**Указания к упражнению**:
1. Пожалуйста, определите, соответствуют ли отрывку утверждения (а), (б) и (в): (а) в отрывке сказано, что лучше надеть шоры и пройти свой путь до конца; (б) связь, созданная или завоеванная самостоятельно, по отрывку, никакой цены не имеет; (в) Оттла описана в отрывке как робкая и лишенная смелости. На каждое ответьте «да» или «нет» и приведите точную решающую цитату из отрывка.
2. Ответьте по отрывку на вопросы, каждый с новой строки, с теми же пометками:
(а) Во что легко превращается каждое слово, которым обмениваются с родителями?
(б) Какими четырьмя прилагательными описана Оттла?
(в) Какими названы дорога и силы?

**Выбранный отрывок**:
Коротко — а потому и с не совсем соответствующей истине жестокостью — я могу свою позицию изложить примерно так: я, который чаще всего бывал несамостоятелен, бесконечно стремлюсь к самостоятельности, независимости, всесторонней свободе. Лучше надеть шоры и проделать свой путь до конца, чем дать толпе родных кружить вокруг меня и отвлекать мой взгляд. Поэтому каждое слово, которым мы обмениваемся с родителями, так легко превращается в бревно, брошенное мне под ноги. Любая связь, которую я не сам создал или завоевал, даже если это связь между частями моего «я», никакой цены не имеет, мешает моему движению, я ненавижу ее или близок к тому, чтобы ее возненавидеть. Дорога длинна, силы невелики, оснований для такой ненависти более чем достаточно. Но я происхожу от своих родителей, связан с ними и с сестрами кровно, в повседневной жизни и из-за неизбежной погруженности в свои мысли я не чувствую этого, но на самом деле считаюсь с этим больше, чем сам осознаю. Иной раз моя ненависть направлена и на это, дома один вид супружеской постели, мятых простынь, заботливо приготовленных ночных сорочек вызывает у меня отвращение, доходящее до рвоты, выворачивающее наружу все мое нутро, мне начинает казаться, будто я еще окончательно не родился, должен снова и снова появляться на свет среди затхлой жизни этой затхлой комнаты, снова и снова подтверждать в ней свое существование, я неразрывно связан с этими отвратительными вещами, если не целиком и полностью, то по крайней мере частично, во всяком случае, это путы на моих ногах, которые хотят убежать, но завязли в первозданном бесформенном месиве. Это — иной раз.
А в другой раз я снова вспоминаю, что они все-таки мои родители, неотъемлемая часть моего собственного существа, постоянные источники моей силы, связанные со мной не только как препятствие, но и как сущность. И тогда я представляю их себе, как представляют себе все самое лучшее; при всей злости, дурных привычках, эгоизме, бессердечии я издавна дрожал за них и, собственно говоря, дрожу до сих пор, ведь это не проходит, и если они — мать, с одной стороны, отец, с другой, — опять-таки в силу необходимости почти сломили мою волю, то я еще и поэтому хочу их почитать. Они меня обманули, но я все же не могу, не впадая в безумие, восстать против закона природы, стало быть, опять ненависть и ничего, кроме ненависти. (Оттла временами кажется мне такой, какой должна быть, по моему смутному представлению, мать, — чистой, искренней, честной, последовательной. Кротость и гордость, впечатлительность и стойкость, самоотверженность и самостоятельность, робость и смелость в равной мере. Я упоминаю Оттлу, ибо и в ней ведь моя мать, правда совершенно неузнаваема.) Итак, я хочу поэтому их почитать.

**Предоставленные записи**:

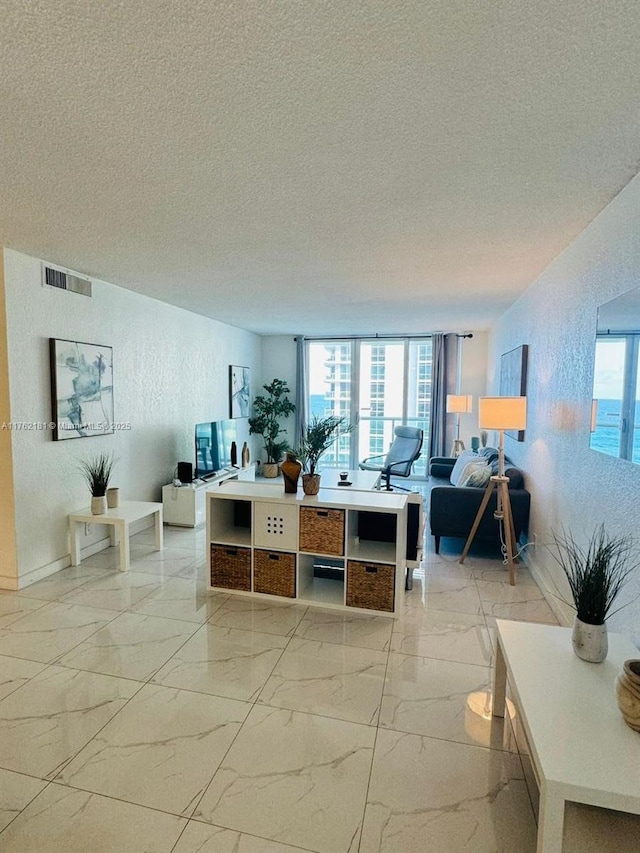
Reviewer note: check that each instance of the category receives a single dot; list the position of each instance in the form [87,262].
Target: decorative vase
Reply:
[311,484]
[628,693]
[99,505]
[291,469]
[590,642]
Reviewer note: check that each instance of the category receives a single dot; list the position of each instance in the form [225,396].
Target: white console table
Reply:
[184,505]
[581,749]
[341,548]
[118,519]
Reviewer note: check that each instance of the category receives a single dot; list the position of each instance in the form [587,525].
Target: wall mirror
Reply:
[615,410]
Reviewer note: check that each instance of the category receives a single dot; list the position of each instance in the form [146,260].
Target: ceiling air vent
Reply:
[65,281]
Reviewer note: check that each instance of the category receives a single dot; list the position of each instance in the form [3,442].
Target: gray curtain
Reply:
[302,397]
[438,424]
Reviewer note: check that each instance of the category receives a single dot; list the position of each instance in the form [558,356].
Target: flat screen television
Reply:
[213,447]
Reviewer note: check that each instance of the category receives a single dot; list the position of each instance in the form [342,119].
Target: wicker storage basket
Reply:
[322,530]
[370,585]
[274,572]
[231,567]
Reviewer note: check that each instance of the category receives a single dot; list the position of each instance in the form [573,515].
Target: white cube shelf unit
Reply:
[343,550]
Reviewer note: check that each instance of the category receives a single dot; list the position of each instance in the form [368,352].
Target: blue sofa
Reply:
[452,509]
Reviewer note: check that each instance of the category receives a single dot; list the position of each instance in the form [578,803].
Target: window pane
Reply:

**Список ответов**:
1.
(а) Да: «Лучше надеть шоры и проделать свой путь до конца, чем дать толпе родных кружить вокруг меня и отвлекать мой взгляд».
(б) Нет: «Любая связь, которую я не сам создал или завоевал, даже если это связь между частями моего «я», никакой цены не имеет».
(в) Нет: «робость и смелость в равной мере».

2.
(а) В бревно, брошенное под ноги.
(б) Чистой, искренней, честной, последовательной.
(в) Дорога длинна, силы невелики.